Problem requirements: Repeat, exactly and alone, every line from the line that contains "lamp post in the photo above." to the end of the entries.

─── Given information

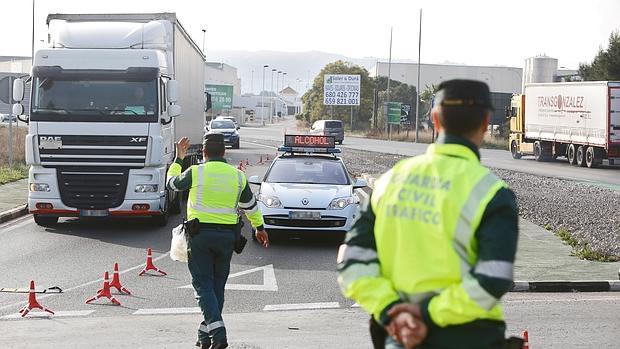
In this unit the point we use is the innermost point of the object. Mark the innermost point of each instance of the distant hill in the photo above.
(298, 65)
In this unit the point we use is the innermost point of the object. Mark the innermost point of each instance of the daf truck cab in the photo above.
(105, 106)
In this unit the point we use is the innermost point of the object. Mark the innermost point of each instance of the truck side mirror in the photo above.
(174, 110)
(18, 109)
(18, 90)
(172, 91)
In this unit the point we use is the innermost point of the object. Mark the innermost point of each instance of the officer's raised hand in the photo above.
(262, 237)
(182, 145)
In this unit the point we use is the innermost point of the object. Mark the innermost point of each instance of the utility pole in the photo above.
(262, 99)
(417, 100)
(388, 126)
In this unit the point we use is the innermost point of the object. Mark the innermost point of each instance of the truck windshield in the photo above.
(101, 100)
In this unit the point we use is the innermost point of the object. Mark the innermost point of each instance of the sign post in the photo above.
(341, 89)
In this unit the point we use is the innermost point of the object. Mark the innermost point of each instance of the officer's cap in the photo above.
(466, 93)
(213, 139)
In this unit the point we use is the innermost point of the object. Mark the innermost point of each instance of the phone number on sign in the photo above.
(341, 101)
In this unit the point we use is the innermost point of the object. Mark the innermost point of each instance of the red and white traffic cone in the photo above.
(116, 281)
(104, 292)
(150, 265)
(32, 302)
(526, 340)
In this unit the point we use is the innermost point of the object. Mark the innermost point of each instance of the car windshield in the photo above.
(218, 124)
(309, 171)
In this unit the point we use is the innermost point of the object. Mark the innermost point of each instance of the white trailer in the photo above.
(105, 112)
(578, 120)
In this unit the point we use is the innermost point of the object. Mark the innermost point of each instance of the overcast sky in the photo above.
(473, 32)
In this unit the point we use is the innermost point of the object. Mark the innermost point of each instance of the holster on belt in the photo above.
(192, 227)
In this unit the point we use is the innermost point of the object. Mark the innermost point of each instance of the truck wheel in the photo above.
(581, 156)
(538, 152)
(513, 150)
(45, 221)
(571, 154)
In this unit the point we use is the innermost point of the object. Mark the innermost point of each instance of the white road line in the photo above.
(162, 311)
(84, 284)
(40, 314)
(302, 306)
(15, 225)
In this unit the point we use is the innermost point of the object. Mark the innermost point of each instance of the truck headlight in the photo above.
(146, 188)
(40, 187)
(270, 201)
(341, 203)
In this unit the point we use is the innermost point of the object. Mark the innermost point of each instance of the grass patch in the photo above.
(11, 174)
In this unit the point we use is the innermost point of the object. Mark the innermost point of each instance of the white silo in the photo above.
(539, 69)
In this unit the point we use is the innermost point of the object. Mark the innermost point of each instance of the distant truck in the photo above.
(578, 120)
(105, 112)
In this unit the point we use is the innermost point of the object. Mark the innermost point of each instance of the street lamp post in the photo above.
(271, 97)
(262, 98)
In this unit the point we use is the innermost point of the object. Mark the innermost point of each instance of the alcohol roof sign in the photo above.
(341, 89)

──────

Result below:
In this unit the point we use is the innermost point of the object. Mark the innermost point of each instance of the street lamp post in the photo above.
(271, 97)
(262, 98)
In this unit the point we use is the innermost point of the object. Mark the innermost point of each instance of the alcohol roof sign in the photo above.
(341, 89)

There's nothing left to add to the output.